**EXTRACT TO READ:**
*-*-*

We shall treat different methods for determining LCL,CL and UCL. In
that respect, it is crucial that we have

* **phase I data**, where the process is in-control.
* These data are used to determine LCL,CL and UCL.

## The simple six sigma model

Assume that measurements

* is a sample, i.e\ they are independent
* they have a normal distribution
* we know the mean $\mu_0$ and standard deviation $\sigma_0$.

  In this case we dont need phase I data.

* CL=$\mu_0$.
* LCL=$\mu_0-k\sigma_0$.
* UCL=$\mu_0+k\sigma_0$.

 The only parameter to determine is $k$.

 We dont want to give a lot of false warnings, and a popular choise is

* k=3, known as the 3*sigma rule.
* The probability of a measurement outside the control limits is
   then 0.27%, when the proces is in-control.

*-*-*

**PROVIDED ENTRIES:**
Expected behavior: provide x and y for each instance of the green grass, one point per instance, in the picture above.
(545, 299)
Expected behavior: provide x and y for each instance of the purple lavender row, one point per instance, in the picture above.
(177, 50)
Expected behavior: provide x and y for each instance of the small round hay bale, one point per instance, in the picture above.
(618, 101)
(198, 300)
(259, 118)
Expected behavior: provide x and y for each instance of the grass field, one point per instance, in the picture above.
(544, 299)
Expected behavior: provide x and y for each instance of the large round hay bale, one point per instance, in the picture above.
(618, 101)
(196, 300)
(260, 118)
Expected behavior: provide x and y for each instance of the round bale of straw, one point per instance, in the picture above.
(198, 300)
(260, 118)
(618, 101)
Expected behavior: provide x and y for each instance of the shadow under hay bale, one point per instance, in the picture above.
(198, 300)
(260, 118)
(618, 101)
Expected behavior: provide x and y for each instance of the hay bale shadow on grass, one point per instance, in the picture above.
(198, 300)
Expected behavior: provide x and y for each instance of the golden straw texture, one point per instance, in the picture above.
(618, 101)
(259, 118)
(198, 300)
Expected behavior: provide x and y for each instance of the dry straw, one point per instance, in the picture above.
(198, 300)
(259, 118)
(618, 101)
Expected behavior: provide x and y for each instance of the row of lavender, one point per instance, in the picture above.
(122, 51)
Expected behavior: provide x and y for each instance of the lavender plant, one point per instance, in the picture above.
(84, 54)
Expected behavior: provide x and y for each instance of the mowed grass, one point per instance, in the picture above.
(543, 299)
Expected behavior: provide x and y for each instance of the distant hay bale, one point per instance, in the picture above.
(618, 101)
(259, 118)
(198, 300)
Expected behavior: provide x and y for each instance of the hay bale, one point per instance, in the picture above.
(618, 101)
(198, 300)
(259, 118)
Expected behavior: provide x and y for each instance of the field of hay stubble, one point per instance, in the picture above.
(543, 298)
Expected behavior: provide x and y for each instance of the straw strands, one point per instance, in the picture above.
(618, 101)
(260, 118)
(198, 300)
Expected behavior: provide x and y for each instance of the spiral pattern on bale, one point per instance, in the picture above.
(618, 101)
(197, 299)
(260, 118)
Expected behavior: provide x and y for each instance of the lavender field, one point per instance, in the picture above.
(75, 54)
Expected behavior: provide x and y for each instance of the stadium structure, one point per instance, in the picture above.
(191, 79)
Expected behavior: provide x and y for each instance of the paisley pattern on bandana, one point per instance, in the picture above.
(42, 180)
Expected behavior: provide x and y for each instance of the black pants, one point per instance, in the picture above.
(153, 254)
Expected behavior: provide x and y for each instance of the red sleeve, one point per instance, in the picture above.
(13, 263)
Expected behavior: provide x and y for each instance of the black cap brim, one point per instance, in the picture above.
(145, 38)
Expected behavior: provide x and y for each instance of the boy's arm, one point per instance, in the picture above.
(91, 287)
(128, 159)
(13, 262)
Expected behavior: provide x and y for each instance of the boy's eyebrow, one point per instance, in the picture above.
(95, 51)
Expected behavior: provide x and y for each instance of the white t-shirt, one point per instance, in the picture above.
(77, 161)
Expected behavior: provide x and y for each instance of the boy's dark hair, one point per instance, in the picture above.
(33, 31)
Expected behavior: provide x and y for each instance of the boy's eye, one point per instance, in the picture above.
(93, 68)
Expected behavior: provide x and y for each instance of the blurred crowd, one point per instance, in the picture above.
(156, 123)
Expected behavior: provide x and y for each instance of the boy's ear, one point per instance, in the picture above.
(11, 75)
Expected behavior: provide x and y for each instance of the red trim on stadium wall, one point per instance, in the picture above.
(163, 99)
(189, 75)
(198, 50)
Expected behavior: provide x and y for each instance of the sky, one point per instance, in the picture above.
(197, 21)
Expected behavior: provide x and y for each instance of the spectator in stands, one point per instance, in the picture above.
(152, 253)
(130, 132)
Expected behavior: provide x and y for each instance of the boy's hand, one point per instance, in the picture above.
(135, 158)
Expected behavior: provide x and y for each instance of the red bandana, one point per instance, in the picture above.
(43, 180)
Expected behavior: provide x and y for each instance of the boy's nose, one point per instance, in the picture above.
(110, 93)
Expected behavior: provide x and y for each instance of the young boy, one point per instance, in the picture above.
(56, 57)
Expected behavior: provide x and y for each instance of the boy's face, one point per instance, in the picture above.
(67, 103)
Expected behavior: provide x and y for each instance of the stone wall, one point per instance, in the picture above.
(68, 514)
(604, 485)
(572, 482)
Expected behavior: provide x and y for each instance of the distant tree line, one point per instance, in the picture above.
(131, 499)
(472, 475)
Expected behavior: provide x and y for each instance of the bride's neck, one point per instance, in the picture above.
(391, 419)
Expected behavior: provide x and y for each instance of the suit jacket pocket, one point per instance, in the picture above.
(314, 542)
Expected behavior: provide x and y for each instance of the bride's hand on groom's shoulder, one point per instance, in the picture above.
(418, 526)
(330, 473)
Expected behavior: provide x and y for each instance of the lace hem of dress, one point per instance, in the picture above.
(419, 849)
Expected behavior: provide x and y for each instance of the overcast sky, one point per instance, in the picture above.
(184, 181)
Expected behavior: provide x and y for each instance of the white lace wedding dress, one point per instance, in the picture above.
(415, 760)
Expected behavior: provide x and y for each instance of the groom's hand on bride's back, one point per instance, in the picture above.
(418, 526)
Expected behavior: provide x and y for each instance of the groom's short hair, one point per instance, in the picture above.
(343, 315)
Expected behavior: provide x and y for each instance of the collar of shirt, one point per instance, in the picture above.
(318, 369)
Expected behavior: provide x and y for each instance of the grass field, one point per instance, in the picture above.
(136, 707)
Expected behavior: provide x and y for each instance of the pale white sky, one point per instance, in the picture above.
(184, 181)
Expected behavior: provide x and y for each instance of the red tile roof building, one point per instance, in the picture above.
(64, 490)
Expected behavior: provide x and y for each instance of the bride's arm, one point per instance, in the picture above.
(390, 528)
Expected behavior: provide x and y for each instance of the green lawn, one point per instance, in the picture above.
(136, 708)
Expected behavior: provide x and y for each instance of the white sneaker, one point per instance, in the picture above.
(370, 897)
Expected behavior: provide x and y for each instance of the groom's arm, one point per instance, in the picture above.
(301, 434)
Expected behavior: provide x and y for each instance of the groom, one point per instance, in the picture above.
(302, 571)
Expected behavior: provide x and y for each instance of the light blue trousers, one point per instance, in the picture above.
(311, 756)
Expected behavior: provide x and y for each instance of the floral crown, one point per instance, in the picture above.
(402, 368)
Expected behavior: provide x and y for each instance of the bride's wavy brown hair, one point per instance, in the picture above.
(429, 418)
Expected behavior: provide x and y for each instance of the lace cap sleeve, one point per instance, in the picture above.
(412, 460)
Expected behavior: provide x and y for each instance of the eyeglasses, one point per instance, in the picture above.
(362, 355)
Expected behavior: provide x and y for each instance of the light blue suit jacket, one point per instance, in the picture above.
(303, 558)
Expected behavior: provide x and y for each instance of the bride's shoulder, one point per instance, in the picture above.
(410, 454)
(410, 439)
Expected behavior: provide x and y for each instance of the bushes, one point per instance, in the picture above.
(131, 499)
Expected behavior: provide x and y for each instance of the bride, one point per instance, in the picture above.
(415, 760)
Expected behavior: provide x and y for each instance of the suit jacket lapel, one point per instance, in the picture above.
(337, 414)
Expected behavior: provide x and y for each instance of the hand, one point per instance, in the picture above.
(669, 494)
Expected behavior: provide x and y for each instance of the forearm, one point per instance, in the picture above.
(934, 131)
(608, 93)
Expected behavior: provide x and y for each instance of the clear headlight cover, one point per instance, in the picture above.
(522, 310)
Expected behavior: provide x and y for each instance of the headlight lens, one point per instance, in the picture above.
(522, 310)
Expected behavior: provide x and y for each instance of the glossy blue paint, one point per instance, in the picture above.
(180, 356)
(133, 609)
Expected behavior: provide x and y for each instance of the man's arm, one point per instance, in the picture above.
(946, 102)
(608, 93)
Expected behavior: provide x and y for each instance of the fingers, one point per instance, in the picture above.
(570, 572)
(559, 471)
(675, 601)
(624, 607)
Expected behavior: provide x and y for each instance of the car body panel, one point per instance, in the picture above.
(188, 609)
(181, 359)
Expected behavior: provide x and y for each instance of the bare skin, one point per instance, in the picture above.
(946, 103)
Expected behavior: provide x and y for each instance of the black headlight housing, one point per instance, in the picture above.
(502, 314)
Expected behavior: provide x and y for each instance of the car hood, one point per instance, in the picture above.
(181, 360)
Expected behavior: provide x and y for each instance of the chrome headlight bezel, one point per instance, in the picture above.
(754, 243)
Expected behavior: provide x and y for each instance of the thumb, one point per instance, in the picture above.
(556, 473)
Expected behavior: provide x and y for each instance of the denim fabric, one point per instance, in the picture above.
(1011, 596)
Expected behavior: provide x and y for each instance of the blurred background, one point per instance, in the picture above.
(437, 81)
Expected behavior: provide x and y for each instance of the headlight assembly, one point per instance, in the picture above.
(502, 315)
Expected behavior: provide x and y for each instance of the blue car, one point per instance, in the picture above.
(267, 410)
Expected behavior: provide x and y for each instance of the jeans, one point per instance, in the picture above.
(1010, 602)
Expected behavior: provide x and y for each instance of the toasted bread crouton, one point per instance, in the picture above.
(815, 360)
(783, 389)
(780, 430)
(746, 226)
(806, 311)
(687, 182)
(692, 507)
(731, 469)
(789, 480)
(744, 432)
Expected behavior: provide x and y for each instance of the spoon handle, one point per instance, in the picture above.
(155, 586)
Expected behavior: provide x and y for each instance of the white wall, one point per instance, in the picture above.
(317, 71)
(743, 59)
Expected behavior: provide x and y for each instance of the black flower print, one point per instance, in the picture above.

*-*-*

**PROBLEMS AND TASKS:**
**1.** Please list every line in the entries that contains the word "bandana", treating case as significant.
**2.** Carry on the passage about control limits from the point where it stops.

**RESPONSES TO THE EXERCISE:**
**1.**
Expected behavior: provide x and y for each instance of the paisley pattern on bandana, one point per instance, in the picture above.
Expected behavior: provide x and y for each instance of the red bandana, one point per instance, in the picture above.

**2.**
This means that the span of allowable variation is $6\sigma_0$.

The
concept ``Six Sigma'' has become a mantra in many industrial communities.

## Average Run Length (ARL)

  Let $\mathtt{pOut}$ denote the probability that a measurement is
  outside the control limits. On average this means that we need
  $1/\mathtt{pOut}$ observations before we get an outlier.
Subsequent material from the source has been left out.